**What needs to be done:**
Using the records below, report how many lines hold "surface", with no extra text.

**Data to examine:**
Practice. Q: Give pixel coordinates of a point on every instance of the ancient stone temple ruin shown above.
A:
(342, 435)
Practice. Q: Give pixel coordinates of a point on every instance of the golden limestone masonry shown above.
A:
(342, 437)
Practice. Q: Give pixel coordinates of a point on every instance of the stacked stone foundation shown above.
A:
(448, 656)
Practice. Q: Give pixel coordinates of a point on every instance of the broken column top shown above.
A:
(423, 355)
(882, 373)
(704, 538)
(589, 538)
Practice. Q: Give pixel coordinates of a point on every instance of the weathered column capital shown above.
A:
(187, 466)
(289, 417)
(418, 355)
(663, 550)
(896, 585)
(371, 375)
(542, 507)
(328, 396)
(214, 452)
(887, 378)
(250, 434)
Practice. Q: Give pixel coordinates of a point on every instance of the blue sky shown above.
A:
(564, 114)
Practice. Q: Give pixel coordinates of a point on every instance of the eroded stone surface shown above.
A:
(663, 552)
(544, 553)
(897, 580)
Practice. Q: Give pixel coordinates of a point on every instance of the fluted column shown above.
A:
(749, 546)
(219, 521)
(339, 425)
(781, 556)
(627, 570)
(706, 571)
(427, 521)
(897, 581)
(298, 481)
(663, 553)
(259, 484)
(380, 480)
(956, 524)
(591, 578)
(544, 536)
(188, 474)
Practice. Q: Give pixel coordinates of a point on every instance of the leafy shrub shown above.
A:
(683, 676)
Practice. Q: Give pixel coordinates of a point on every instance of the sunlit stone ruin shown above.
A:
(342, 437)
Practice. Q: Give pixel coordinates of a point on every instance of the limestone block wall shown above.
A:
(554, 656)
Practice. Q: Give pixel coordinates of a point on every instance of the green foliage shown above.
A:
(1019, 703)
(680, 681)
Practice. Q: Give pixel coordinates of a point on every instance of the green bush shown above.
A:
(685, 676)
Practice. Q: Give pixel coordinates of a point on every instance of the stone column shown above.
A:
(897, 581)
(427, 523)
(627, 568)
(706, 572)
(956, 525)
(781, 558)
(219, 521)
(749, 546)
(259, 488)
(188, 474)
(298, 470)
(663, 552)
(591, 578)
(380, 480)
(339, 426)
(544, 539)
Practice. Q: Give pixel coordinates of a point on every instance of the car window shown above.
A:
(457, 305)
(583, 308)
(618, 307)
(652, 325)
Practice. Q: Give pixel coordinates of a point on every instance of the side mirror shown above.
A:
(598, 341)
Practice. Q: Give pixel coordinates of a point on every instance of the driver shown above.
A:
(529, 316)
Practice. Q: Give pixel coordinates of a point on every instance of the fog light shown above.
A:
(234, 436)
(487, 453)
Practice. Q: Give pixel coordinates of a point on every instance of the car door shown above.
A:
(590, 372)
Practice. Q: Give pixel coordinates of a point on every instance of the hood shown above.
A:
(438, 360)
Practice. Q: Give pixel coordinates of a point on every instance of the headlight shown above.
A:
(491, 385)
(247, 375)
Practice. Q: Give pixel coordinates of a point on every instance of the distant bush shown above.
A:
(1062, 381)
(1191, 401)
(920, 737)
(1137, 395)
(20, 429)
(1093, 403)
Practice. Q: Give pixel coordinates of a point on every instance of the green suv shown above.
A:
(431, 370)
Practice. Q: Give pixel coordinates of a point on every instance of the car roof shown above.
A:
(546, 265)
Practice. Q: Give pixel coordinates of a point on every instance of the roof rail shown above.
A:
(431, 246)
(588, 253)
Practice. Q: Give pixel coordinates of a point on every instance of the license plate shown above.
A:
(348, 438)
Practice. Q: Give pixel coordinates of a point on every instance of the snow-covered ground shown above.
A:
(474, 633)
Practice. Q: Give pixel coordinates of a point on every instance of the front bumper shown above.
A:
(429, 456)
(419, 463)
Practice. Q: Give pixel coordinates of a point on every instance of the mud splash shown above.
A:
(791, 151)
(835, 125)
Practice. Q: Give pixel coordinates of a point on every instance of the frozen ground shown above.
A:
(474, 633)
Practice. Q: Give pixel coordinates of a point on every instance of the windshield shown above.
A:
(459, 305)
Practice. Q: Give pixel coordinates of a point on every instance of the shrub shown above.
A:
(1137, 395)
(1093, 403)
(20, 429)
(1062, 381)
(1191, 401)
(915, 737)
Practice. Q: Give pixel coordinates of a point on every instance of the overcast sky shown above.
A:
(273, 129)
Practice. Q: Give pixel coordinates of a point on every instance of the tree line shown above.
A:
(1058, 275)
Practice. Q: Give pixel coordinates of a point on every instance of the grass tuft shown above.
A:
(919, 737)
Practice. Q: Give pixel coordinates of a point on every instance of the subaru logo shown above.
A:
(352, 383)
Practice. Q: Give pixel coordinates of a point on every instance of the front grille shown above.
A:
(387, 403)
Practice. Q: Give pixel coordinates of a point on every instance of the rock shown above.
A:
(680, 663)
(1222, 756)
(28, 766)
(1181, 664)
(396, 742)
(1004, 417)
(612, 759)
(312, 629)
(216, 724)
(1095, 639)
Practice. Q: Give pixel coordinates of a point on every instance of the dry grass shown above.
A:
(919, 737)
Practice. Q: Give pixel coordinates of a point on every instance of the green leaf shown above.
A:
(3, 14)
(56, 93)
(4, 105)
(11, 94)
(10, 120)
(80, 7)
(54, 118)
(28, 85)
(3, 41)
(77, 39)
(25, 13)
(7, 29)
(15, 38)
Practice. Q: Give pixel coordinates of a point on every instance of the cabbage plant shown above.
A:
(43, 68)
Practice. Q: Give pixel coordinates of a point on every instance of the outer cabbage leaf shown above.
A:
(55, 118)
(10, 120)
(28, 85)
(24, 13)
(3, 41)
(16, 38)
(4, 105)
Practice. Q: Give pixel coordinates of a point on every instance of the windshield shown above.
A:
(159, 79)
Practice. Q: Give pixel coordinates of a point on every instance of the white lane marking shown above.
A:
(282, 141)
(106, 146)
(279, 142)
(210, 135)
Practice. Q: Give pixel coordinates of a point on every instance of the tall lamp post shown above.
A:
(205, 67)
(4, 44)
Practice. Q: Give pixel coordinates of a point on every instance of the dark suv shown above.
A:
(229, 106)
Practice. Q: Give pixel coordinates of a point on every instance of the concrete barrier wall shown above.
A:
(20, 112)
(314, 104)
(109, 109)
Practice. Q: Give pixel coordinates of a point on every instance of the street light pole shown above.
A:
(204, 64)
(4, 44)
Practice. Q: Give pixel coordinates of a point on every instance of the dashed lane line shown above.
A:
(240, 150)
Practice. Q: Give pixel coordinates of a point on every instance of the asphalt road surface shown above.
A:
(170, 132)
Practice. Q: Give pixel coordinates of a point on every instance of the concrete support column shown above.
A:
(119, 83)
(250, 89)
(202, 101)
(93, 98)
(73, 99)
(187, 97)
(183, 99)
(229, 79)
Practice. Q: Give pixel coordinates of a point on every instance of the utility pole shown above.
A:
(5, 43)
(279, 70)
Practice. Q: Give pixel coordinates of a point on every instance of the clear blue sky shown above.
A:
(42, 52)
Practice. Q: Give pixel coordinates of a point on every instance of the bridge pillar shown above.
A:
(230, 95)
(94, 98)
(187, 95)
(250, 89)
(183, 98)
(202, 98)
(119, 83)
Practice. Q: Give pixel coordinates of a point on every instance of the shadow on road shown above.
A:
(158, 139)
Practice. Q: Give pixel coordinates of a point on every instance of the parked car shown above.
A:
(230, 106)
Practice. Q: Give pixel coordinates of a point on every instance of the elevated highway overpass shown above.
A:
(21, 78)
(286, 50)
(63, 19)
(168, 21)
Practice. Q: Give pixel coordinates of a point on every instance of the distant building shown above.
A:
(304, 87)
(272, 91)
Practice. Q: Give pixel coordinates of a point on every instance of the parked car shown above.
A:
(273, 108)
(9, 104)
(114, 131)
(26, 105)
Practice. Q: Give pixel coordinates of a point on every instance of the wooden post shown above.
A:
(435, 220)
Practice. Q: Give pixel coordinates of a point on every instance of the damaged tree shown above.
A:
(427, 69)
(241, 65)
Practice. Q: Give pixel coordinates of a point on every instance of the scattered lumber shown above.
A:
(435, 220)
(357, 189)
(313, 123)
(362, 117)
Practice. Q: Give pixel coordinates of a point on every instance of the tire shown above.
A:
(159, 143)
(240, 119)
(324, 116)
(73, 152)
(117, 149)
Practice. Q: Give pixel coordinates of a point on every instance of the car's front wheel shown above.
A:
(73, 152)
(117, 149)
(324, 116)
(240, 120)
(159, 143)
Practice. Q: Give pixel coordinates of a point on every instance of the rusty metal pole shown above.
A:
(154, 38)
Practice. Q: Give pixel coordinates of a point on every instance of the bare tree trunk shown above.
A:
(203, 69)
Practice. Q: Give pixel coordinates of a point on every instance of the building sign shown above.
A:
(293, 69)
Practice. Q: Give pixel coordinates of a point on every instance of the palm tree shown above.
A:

**Solution:**
2